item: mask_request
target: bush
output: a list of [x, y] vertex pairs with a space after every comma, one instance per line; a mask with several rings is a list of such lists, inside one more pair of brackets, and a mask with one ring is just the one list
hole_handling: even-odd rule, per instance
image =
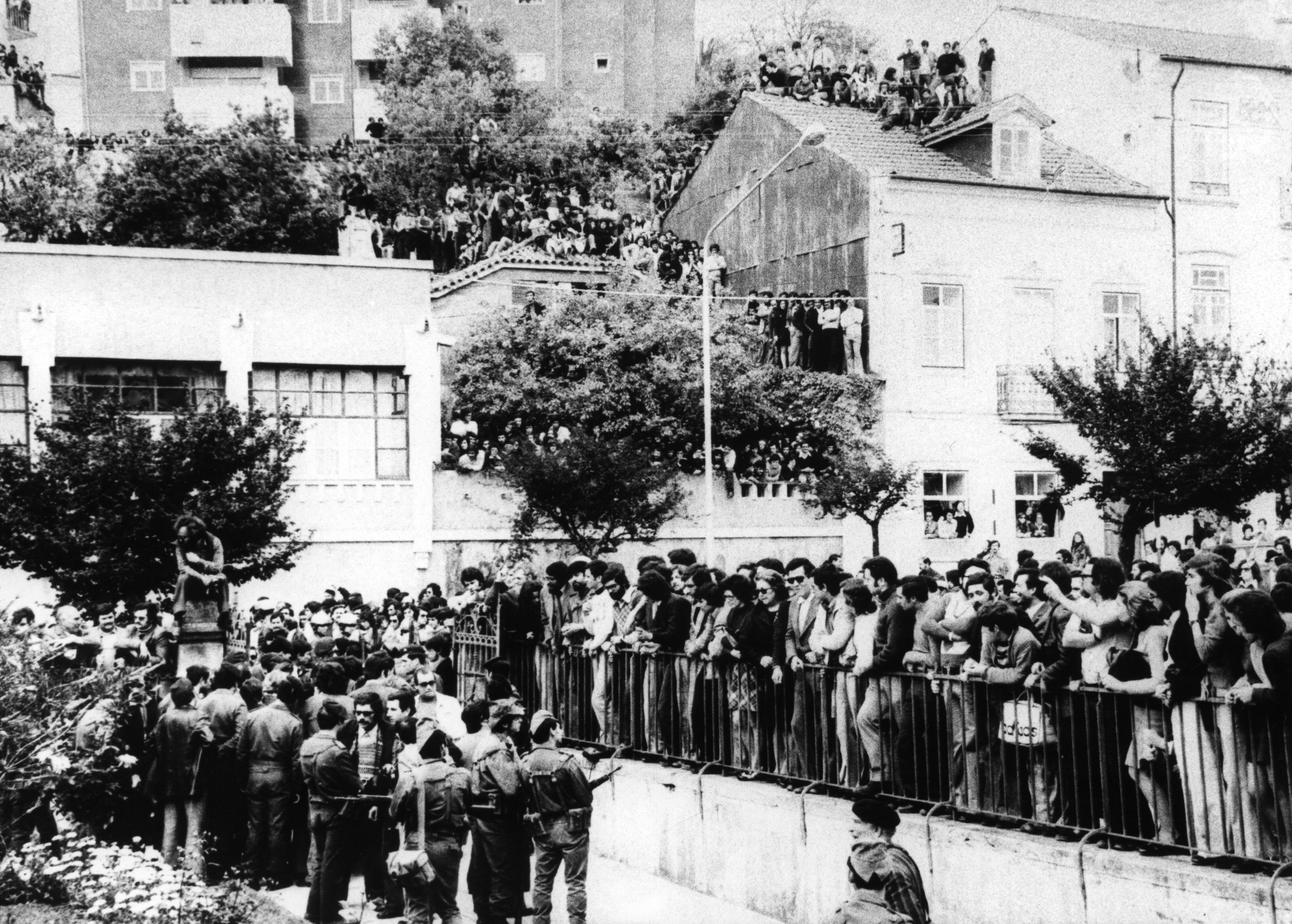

===============

## DIRECTIONS FOR THIS TASK
Pull out every line of the data that contains the word "instance", matching case exactly.

## OUTPUT FOR THIS EXERCISE
output: a list of [x, y] vertex pairs with a space after every comma, one instance per line; a mask with several rings is a list of such lists, inside one more pair of brackets, and a mask with one ring is just the one list
hole_handling: even-odd rule, per instance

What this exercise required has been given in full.